Write out every line of the material below word for word, keeping the lines in their original order.

-- BEGIN Provided data --

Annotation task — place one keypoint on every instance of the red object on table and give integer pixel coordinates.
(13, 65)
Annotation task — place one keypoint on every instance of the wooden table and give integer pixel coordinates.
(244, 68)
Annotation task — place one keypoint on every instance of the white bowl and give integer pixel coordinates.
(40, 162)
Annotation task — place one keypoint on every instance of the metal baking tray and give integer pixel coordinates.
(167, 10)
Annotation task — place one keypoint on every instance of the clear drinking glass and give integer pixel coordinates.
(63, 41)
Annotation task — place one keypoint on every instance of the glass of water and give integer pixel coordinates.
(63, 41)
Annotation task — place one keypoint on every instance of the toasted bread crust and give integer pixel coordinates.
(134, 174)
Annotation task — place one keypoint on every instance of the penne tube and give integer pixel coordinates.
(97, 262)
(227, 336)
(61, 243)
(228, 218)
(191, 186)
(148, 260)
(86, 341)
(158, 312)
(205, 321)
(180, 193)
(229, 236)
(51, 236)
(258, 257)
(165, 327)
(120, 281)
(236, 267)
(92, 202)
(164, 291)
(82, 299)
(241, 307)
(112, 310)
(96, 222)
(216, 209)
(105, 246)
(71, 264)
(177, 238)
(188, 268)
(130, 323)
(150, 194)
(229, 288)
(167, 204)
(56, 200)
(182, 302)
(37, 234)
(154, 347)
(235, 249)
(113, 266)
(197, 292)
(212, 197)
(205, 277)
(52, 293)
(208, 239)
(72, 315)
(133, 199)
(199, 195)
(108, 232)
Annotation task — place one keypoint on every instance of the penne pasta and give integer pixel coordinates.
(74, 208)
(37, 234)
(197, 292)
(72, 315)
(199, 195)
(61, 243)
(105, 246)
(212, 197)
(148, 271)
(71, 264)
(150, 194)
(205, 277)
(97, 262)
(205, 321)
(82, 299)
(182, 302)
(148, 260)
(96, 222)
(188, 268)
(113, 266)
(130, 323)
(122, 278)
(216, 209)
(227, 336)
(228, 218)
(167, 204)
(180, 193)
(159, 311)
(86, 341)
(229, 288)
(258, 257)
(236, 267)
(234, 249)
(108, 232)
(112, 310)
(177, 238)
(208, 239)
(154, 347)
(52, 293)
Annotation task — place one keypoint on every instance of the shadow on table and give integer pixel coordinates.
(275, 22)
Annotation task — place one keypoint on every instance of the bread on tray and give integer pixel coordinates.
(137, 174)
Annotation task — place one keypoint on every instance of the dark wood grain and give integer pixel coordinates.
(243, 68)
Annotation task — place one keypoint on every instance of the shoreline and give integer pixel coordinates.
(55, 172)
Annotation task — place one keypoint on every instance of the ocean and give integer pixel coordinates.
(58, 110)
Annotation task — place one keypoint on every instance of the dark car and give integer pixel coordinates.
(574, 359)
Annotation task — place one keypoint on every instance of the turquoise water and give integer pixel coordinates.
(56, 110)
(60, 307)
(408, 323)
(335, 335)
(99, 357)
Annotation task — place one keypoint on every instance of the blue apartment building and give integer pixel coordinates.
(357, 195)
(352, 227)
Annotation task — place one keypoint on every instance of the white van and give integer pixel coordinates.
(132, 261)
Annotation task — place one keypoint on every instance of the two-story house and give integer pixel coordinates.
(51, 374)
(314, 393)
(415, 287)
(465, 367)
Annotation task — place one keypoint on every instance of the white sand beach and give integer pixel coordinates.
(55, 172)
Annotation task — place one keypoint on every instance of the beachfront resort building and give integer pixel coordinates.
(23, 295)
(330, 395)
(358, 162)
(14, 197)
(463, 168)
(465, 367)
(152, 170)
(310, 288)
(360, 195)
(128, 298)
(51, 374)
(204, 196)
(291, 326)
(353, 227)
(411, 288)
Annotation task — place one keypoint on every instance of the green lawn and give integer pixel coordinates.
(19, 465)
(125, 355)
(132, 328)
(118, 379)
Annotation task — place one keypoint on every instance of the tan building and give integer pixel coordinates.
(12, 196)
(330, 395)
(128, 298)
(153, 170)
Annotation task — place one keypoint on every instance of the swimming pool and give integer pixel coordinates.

-- END Provided data --

• **The reply**:
Annotation task — place one keypoint on every instance of the red object on table and give integer pixel coordinates.
(13, 65)
Annotation task — place one keypoint on every instance of the wooden table and give integer pixel coordinates.
(244, 68)
Annotation task — place one keypoint on every instance of the white bowl and give integer pixel coordinates.
(40, 162)
Annotation task — place one keypoint on every instance of the metal baking tray and give integer pixel coordinates.
(167, 10)
Annotation task — place one keypoint on every instance of the clear drinking glass and give integer pixel coordinates.
(63, 41)
Annotation task — place one keypoint on every instance of the glass of water and give integer pixel coordinates.
(63, 41)
Annotation task — place one keypoint on every instance of the toasted bread crust and give integer pixel coordinates.
(134, 174)
Annotation task — place one keypoint on every instance of the penne tube and give integer pixel coordinates.
(97, 262)
(227, 336)
(61, 243)
(228, 218)
(191, 186)
(148, 260)
(86, 341)
(158, 312)
(205, 321)
(180, 193)
(229, 236)
(51, 236)
(258, 257)
(165, 327)
(120, 281)
(236, 267)
(92, 202)
(164, 291)
(82, 299)
(241, 307)
(112, 310)
(96, 222)
(216, 209)
(105, 246)
(71, 264)
(177, 238)
(188, 268)
(130, 323)
(150, 194)
(229, 288)
(167, 204)
(56, 200)
(182, 302)
(37, 234)
(154, 347)
(235, 249)
(113, 266)
(197, 292)
(212, 197)
(205, 277)
(52, 293)
(208, 239)
(72, 315)
(133, 199)
(199, 195)
(108, 232)
Annotation task — place one keypoint on every instance of the penne pasta and give integer pixel coordinates.
(74, 208)
(37, 234)
(197, 292)
(72, 315)
(199, 195)
(61, 243)
(105, 246)
(212, 197)
(148, 271)
(71, 264)
(150, 194)
(205, 277)
(97, 262)
(205, 321)
(82, 299)
(182, 302)
(148, 260)
(96, 222)
(188, 268)
(113, 266)
(130, 323)
(122, 278)
(216, 209)
(227, 336)
(228, 218)
(167, 204)
(180, 193)
(159, 311)
(86, 341)
(229, 288)
(258, 257)
(236, 267)
(234, 249)
(108, 232)
(112, 310)
(177, 238)
(208, 239)
(154, 347)
(52, 293)
Annotation task — place one keypoint on every instance of the shadow on table and give integer pixel coordinates.
(275, 22)
Annotation task — place one keypoint on every instance of the bread on tray and give integer pixel coordinates.
(137, 174)
Annotation task — place one keypoint on every instance of the dark wood grain and give integer pixel coordinates.
(243, 68)
Annotation task — place one keypoint on every instance of the shoreline and give integer pixel coordinates.
(55, 172)
Annotation task — place one keypoint on every instance of the ocean and give integer pixel coordinates.
(58, 110)
Annotation task — place one keypoint on every instance of the dark car and give integer pixel coordinates.
(574, 359)
Annotation task — place one keypoint on every instance of the turquoise water and give integer pixel coordinates.
(56, 110)
(60, 307)
(408, 323)
(335, 335)
(99, 357)
Annotation task — place one keypoint on every instance of the blue apartment building and give integer pixel coordinates.
(357, 195)
(352, 227)
Annotation task — place one keypoint on every instance of the white van and give integer pixel coordinates.
(132, 261)
Annotation task — place one keypoint on every instance of the two-story house and give integer pixel coordinates.
(51, 374)
(314, 393)
(415, 287)
(465, 367)
Annotation task — place one keypoint on every instance of the white sand beach and give integer pixel coordinates.
(55, 172)
Annotation task — place one keypoint on every instance of the beachfront resort building and give integer pixel coordinates.
(23, 295)
(330, 395)
(358, 162)
(14, 197)
(463, 168)
(465, 367)
(152, 170)
(310, 288)
(360, 195)
(128, 298)
(51, 374)
(204, 196)
(291, 326)
(353, 227)
(411, 288)
Annotation task — place one keypoint on every instance of the green lawn and give integer pixel coordinates.
(19, 465)
(125, 355)
(132, 328)
(118, 379)
Annotation task — place one keypoint on every instance of the tan building and give integer pixel coordinates.
(12, 196)
(330, 395)
(128, 298)
(153, 170)
Annotation task — place one keypoint on every instance of the swimming pool and give integer pixel coordinates.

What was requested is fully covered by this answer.